Extracted entries
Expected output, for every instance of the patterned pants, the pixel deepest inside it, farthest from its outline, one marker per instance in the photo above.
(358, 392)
---
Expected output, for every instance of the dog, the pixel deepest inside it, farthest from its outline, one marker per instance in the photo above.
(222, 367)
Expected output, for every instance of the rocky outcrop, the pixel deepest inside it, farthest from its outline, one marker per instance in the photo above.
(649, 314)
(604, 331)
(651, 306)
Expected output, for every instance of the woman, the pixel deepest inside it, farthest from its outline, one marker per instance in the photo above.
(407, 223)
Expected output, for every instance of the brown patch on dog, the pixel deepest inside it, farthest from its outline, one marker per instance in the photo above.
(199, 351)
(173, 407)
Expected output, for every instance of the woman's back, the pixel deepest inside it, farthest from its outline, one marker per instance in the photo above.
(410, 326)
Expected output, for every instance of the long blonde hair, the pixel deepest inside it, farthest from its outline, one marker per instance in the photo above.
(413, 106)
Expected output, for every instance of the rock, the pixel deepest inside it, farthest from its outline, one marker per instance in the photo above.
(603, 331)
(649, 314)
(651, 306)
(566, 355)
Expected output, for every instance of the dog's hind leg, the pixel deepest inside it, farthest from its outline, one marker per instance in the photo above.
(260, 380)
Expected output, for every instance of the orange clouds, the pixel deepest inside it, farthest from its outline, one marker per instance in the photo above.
==
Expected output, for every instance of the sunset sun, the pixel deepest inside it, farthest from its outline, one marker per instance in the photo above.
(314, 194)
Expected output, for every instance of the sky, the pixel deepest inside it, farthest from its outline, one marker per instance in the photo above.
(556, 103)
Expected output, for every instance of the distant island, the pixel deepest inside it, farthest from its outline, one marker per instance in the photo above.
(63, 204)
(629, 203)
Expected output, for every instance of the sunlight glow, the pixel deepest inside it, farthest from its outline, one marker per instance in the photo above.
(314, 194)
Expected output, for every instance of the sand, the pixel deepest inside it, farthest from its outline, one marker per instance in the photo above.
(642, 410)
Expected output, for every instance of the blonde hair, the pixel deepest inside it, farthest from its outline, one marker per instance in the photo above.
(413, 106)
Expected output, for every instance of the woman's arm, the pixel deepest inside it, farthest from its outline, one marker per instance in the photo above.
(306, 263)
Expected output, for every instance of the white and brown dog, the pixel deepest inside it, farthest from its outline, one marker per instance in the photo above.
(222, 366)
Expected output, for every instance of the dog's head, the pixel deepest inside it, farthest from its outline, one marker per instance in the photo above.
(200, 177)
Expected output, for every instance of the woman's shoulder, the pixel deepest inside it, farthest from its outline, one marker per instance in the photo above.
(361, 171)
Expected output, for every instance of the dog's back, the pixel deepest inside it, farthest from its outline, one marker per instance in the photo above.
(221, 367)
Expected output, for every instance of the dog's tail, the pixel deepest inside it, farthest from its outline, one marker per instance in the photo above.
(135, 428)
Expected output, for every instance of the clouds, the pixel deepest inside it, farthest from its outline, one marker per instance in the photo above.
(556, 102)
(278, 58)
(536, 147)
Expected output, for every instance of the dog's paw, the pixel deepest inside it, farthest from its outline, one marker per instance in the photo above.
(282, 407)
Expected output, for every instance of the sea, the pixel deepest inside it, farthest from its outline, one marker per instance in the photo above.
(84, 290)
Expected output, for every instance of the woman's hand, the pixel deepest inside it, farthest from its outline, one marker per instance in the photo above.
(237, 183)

Given exercise
Please format the lines from the one containing "Expected output, for every instance of the rocky" through the one containing "Expected output, for every instance of the orange", both included, as a numbered list, leaving out any blank lines.

Answer to the exercise
1. Expected output, for every instance of the rocky outcrop, the pixel deepest inside it, farthest from its outline, one marker per instance in the photo above.
2. (649, 314)
3. (604, 331)
4. (651, 306)
5. Expected output, for every instance of the woman, the pixel deepest inside it, farthest from its outline, one marker per instance in the photo above.
6. (407, 223)
7. Expected output, for every instance of the brown patch on dog, the pixel deepest inside it, farthest from its outline, one marker per instance in the photo above.
8. (199, 351)
9. (173, 407)
10. Expected output, for every instance of the woman's back, the pixel deepest inside it, farthest from its outline, one marker per instance in the photo above.
11. (410, 326)
12. Expected output, for every instance of the long blonde hair, the pixel deepest inside it, farthest from its outline, one marker per instance in the photo above.
13. (413, 106)
14. Expected output, for every instance of the rock, the pixel deepest inside it, farthest from its outline, one marker per instance in the photo above.
15. (603, 331)
16. (649, 314)
17. (651, 306)
18. (566, 355)
19. Expected output, for every instance of the dog's hind leg, the pixel deepest inside it, farthest from its outline, one marker per instance in the photo above.
20. (260, 380)
21. Expected output, for every instance of the orange clouds, the pixel deepest inside it, farthest from its outline, one marker per instance in the photo above.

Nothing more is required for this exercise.